Work instruction: Word for word, the data below must be repeated in full; no picture is to be included.

★ ★ ★ ★ ★ ★ ★

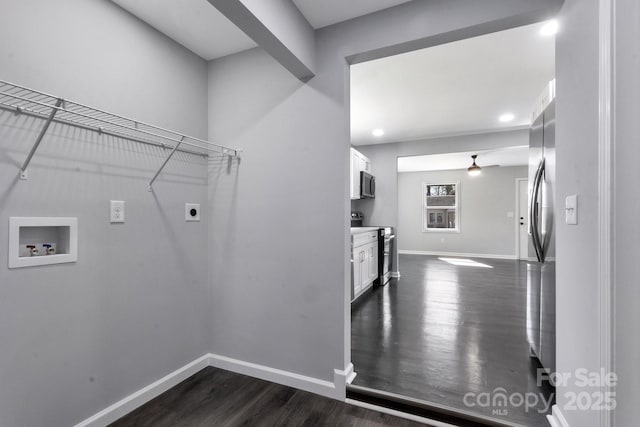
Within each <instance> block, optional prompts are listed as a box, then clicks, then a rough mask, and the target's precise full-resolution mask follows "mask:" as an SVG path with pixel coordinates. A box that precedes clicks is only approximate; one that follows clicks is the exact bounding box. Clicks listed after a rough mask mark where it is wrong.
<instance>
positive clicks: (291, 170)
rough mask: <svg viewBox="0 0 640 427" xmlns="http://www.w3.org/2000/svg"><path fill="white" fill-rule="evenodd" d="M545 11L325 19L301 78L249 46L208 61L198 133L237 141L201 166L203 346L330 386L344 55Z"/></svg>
mask: <svg viewBox="0 0 640 427" xmlns="http://www.w3.org/2000/svg"><path fill="white" fill-rule="evenodd" d="M557 5H558V2H556V1H539V2H535V3H532V2H530V1H524V0H522V1H498V0H494V1H485V2H482V5H480V4H479V3H477V2H468V1H459V0H447V1H430V2H411V3H407V4H406V5H405V6H403V7H400V8H393V9H388V10H385V11H382V12H380V13H375V14H372V15H367V16H365V17H363V18H360V19H355V20H351V21H348V22H345V23H342V24H337V25H332V26H330V27H326V28H324V29H322V30H320V31H317V32H316V61H317V62H316V64H317V66H316V77H314V78H313V79H311V80H310V81H309V82H308V84H305V85H302V84H300V82H299V81H297V80H296V79H295V78H294V77H292V76H291V75H289V74H288V73H287V72H286V71H285V70H284V69H283V68H282V67H281V66H280V65H278V64H277V63H276V62H275V61H273V60H272V59H271V58H269V57H267V56H266V55H265V54H264V53H263V52H262V51H261V50H259V49H255V50H252V51H248V52H243V53H239V54H237V55H233V56H231V57H227V58H223V59H220V60H215V61H213V62H212V63H211V64H210V68H209V78H210V85H209V95H210V111H209V132H210V133H209V135H210V137H211V138H213V139H214V140H216V141H219V142H220V143H224V144H227V145H231V146H238V147H242V148H244V149H245V153H244V154H243V158H242V160H241V162H240V163H239V164H237V163H233V164H232V165H230V167H229V166H228V165H224V164H213V165H211V166H210V175H209V176H210V194H211V205H210V212H209V219H210V224H211V227H210V228H211V238H212V247H211V250H210V252H209V265H210V274H211V283H212V286H213V288H214V294H215V295H216V297H215V298H214V299H213V307H212V311H211V312H212V316H213V328H214V332H213V351H214V352H215V353H218V354H221V355H223V356H229V357H234V358H238V359H241V360H246V361H249V362H254V363H258V364H262V365H266V366H270V367H274V368H280V369H285V370H287V371H292V372H295V373H297V374H302V375H308V376H312V377H315V378H319V379H324V380H331V381H332V380H333V370H334V369H336V368H337V369H344V368H345V367H346V365H347V363H348V362H349V361H350V340H349V328H350V325H349V323H350V322H349V313H350V306H349V302H348V301H349V294H350V289H349V285H348V284H349V269H348V264H347V263H348V259H349V258H348V253H349V239H348V214H349V210H350V202H349V188H348V184H349V180H348V176H349V121H348V118H349V104H348V94H349V87H348V81H349V79H348V66H347V63H346V61H345V58H346V57H351V56H354V55H357V54H358V53H361V52H368V51H373V50H376V49H379V48H382V47H389V46H394V45H401V46H403V48H409V47H412V48H419V47H426V46H429V45H434V44H438V43H443V42H445V41H451V40H455V39H459V38H465V37H469V36H472V35H477V34H482V33H485V32H491V31H495V30H497V29H502V28H506V27H509V26H510V25H516V24H524V23H531V22H534V21H535V20H538V19H541V18H542V16H543V15H545V14H546V13H549V11H550V10H552V9H553V8H554V7H555V6H557ZM547 16H548V15H547ZM486 138H487V141H489V140H491V138H490V136H486ZM497 139H498V140H500V137H497ZM504 139H505V141H504V143H505V145H514V144H513V140H509V141H508V143H507V141H506V140H507V139H509V138H507V137H505V138H504ZM441 144H442V148H444V146H445V145H446V143H444V142H442V143H441ZM492 144H493V145H492V146H499V144H500V143H499V142H493V143H492ZM462 145H464V144H462ZM515 145H517V144H515ZM464 148H465V147H463V146H462V147H461V149H464ZM449 151H451V150H450V149H447V150H446V151H443V152H449ZM365 154H367V153H365ZM372 161H373V162H374V165H375V162H376V160H375V158H372ZM394 161H395V159H394ZM375 167H377V166H374V168H375ZM391 170H392V171H394V172H393V175H395V163H394V166H393V169H391ZM393 175H392V176H393ZM391 182H392V184H389V185H392V186H394V185H395V184H393V182H395V178H393V181H391ZM394 191H395V190H394ZM376 200H377V199H376ZM391 200H393V202H394V204H395V200H396V195H395V194H393V197H392V199H391ZM391 209H393V208H391ZM393 219H394V221H393V222H394V223H395V222H396V221H395V213H393ZM218 322H226V325H228V327H226V328H225V327H223V326H222V325H220V324H219V323H218ZM230 328H231V329H230ZM356 369H357V367H356Z"/></svg>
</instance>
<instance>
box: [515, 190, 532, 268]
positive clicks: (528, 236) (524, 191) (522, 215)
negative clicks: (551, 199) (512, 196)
mask: <svg viewBox="0 0 640 427" xmlns="http://www.w3.org/2000/svg"><path fill="white" fill-rule="evenodd" d="M528 206H529V181H528V180H526V179H519V180H518V216H517V217H516V220H517V221H518V222H517V224H518V253H519V255H520V259H527V258H528V257H529V207H528Z"/></svg>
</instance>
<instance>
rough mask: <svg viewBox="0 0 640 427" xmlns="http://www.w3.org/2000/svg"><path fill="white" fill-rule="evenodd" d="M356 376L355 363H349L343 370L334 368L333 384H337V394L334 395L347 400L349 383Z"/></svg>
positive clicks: (342, 369)
mask: <svg viewBox="0 0 640 427" xmlns="http://www.w3.org/2000/svg"><path fill="white" fill-rule="evenodd" d="M355 377H356V373H355V372H354V371H353V363H349V365H347V367H346V368H345V369H342V370H341V369H334V370H333V384H334V385H335V392H336V395H335V396H333V397H334V398H336V399H338V400H345V399H346V398H347V384H351V381H353V379H354V378H355ZM330 397H331V396H330Z"/></svg>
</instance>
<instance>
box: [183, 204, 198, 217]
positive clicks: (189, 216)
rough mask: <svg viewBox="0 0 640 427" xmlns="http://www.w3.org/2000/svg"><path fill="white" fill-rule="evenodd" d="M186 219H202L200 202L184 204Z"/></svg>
mask: <svg viewBox="0 0 640 427" xmlns="http://www.w3.org/2000/svg"><path fill="white" fill-rule="evenodd" d="M184 220H185V221H200V204H199V203H185V204H184Z"/></svg>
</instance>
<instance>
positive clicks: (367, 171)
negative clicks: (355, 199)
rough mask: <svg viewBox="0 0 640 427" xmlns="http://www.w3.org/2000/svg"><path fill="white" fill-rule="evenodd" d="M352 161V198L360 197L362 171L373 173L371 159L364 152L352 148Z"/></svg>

★ ★ ★ ★ ★ ★ ★

Response for this exercise:
Within each <instance> block, optional prompts are listed as a box, then clicks, then a rough mask, and the target's precise full-resolution mask follows "mask:" as an SVG path with pixel coordinates. A box that precedes clicks is only approximate; one that follows clicks is the exact bounding box. Clicks listed after a rough mask mark where it is wrong.
<instance>
positive clicks: (291, 170)
rough mask: <svg viewBox="0 0 640 427" xmlns="http://www.w3.org/2000/svg"><path fill="white" fill-rule="evenodd" d="M545 11L325 19L301 78L249 46L208 61L198 133L237 141L201 166L203 346L330 386L344 55Z"/></svg>
mask: <svg viewBox="0 0 640 427" xmlns="http://www.w3.org/2000/svg"><path fill="white" fill-rule="evenodd" d="M557 5H558V2H556V1H539V2H535V3H532V2H530V1H524V0H522V1H498V0H494V1H485V2H482V5H480V4H479V3H477V2H468V1H459V0H447V1H430V2H411V3H407V4H406V5H405V6H403V7H400V8H393V9H388V10H385V11H382V12H380V13H375V14H372V15H367V16H365V17H363V18H360V19H355V20H351V21H348V22H345V23H342V24H337V25H332V26H330V27H326V28H324V29H322V30H320V31H317V32H316V61H317V62H316V64H317V66H316V77H314V78H313V79H311V80H310V81H309V82H308V84H305V85H302V84H300V82H299V81H297V80H296V79H295V78H294V77H292V76H291V75H289V74H288V73H287V72H286V71H285V70H284V69H283V68H282V67H281V66H280V65H278V64H277V63H276V62H275V61H273V60H272V59H271V58H269V57H267V56H266V55H265V54H264V53H263V52H262V51H261V50H259V49H255V50H252V51H248V52H243V53H239V54H237V55H233V56H231V57H227V58H223V59H220V60H215V61H213V62H212V63H211V64H210V68H209V78H210V85H209V95H210V111H209V132H210V133H209V135H210V137H211V138H213V139H214V140H216V141H219V142H220V143H224V144H227V145H231V146H238V147H242V148H244V149H245V153H244V154H243V158H242V160H241V162H240V163H239V164H237V163H233V164H232V165H230V167H229V166H228V165H224V164H213V165H211V166H210V175H209V176H210V194H211V205H210V212H209V219H210V224H211V227H210V228H211V238H212V247H211V250H210V252H209V265H210V274H211V283H212V286H213V288H214V294H215V295H216V297H215V298H214V299H213V307H212V311H211V312H212V316H213V328H214V332H213V351H214V352H215V353H218V354H221V355H223V356H229V357H234V358H238V359H241V360H246V361H249V362H254V363H258V364H262V365H266V366H270V367H274V368H280V369H285V370H287V371H292V372H295V373H297V374H302V375H308V376H312V377H315V378H319V379H324V380H331V381H332V380H333V370H334V369H336V368H337V369H344V368H345V367H346V365H347V363H348V362H349V361H350V340H349V328H350V325H349V323H350V322H349V313H350V306H349V302H348V301H349V294H350V289H349V285H348V284H349V269H348V264H347V263H348V259H349V258H348V253H349V239H348V214H349V210H350V202H349V188H348V184H349V180H348V176H349V121H348V118H349V104H348V94H349V87H348V81H349V79H348V66H347V63H346V61H345V58H346V57H351V56H354V55H357V54H358V53H361V52H368V51H373V50H376V49H379V48H382V47H389V46H394V45H401V46H403V48H409V47H412V48H419V47H426V46H429V45H434V44H438V43H443V42H445V41H451V40H455V39H459V38H465V37H469V36H472V35H477V34H482V33H485V32H491V31H495V30H497V29H502V28H506V27H509V26H510V25H516V24H524V23H531V22H534V21H535V20H538V19H541V18H542V16H543V15H545V14H546V13H549V11H550V10H552V9H553V8H554V7H555V6H557ZM547 16H548V15H547ZM486 138H487V141H489V140H491V138H490V136H486ZM497 139H498V140H500V137H497ZM504 139H505V141H504V143H505V145H514V144H513V140H509V141H508V143H507V141H506V140H507V139H509V138H507V137H505V138H504ZM441 144H442V148H444V146H445V145H446V143H444V142H442V143H441ZM492 144H493V145H492V146H499V144H500V143H499V142H493V143H492ZM462 145H464V144H462ZM515 145H517V144H515ZM464 148H465V147H463V146H462V147H461V149H464ZM449 151H451V150H450V149H447V150H446V151H443V152H449ZM365 154H367V153H365ZM372 161H373V162H374V165H375V162H376V160H375V158H372ZM394 161H395V159H394ZM375 167H377V166H374V168H375ZM391 170H392V171H394V172H393V175H395V163H394V166H393V169H391ZM393 175H392V176H393ZM391 182H392V184H389V185H392V186H394V185H395V184H393V182H395V178H393V181H391ZM394 191H395V190H394ZM376 200H377V199H376ZM391 200H393V202H394V204H395V200H396V195H395V194H393V197H392V199H391ZM391 209H393V208H391ZM393 219H394V221H393V222H394V223H395V222H396V221H395V213H393ZM218 322H226V325H228V327H226V328H225V327H223V326H222V325H220V324H219V323H218ZM230 328H231V329H230ZM356 369H357V367H356Z"/></svg>
</instance>
<instance>
box: [515, 190, 532, 268]
positive clicks: (528, 236) (524, 191) (522, 215)
negative clicks: (551, 199) (512, 196)
mask: <svg viewBox="0 0 640 427" xmlns="http://www.w3.org/2000/svg"><path fill="white" fill-rule="evenodd" d="M528 206H529V181H528V180H526V179H519V180H518V216H517V217H516V220H517V221H518V222H517V224H518V253H519V255H520V259H527V258H528V257H529V207H528Z"/></svg>
</instance>
<instance>
rough mask: <svg viewBox="0 0 640 427" xmlns="http://www.w3.org/2000/svg"><path fill="white" fill-rule="evenodd" d="M356 376L355 363H349L343 370L334 368L333 384H337V394L334 395L347 400L349 383Z"/></svg>
positive clicks: (342, 369)
mask: <svg viewBox="0 0 640 427" xmlns="http://www.w3.org/2000/svg"><path fill="white" fill-rule="evenodd" d="M355 377H356V373H355V372H354V371H353V363H349V365H347V367H346V368H345V369H342V370H341V369H334V370H333V384H334V385H335V392H336V395H335V396H333V397H334V398H336V399H338V400H345V399H346V398H347V384H351V381H353V379H354V378H355ZM330 397H331V396H330Z"/></svg>
</instance>
<instance>
box: [183, 204, 198, 217]
positive clicks: (189, 216)
rough mask: <svg viewBox="0 0 640 427" xmlns="http://www.w3.org/2000/svg"><path fill="white" fill-rule="evenodd" d="M186 219H202L200 202L184 204Z"/></svg>
mask: <svg viewBox="0 0 640 427" xmlns="http://www.w3.org/2000/svg"><path fill="white" fill-rule="evenodd" d="M184 220H185V221H200V204H199V203H185V204H184Z"/></svg>
</instance>
<instance>
positive clicks: (367, 171)
negative clicks: (355, 199)
rough mask: <svg viewBox="0 0 640 427" xmlns="http://www.w3.org/2000/svg"><path fill="white" fill-rule="evenodd" d="M352 161V198L360 197L362 171L373 173L371 159L364 152L352 148Z"/></svg>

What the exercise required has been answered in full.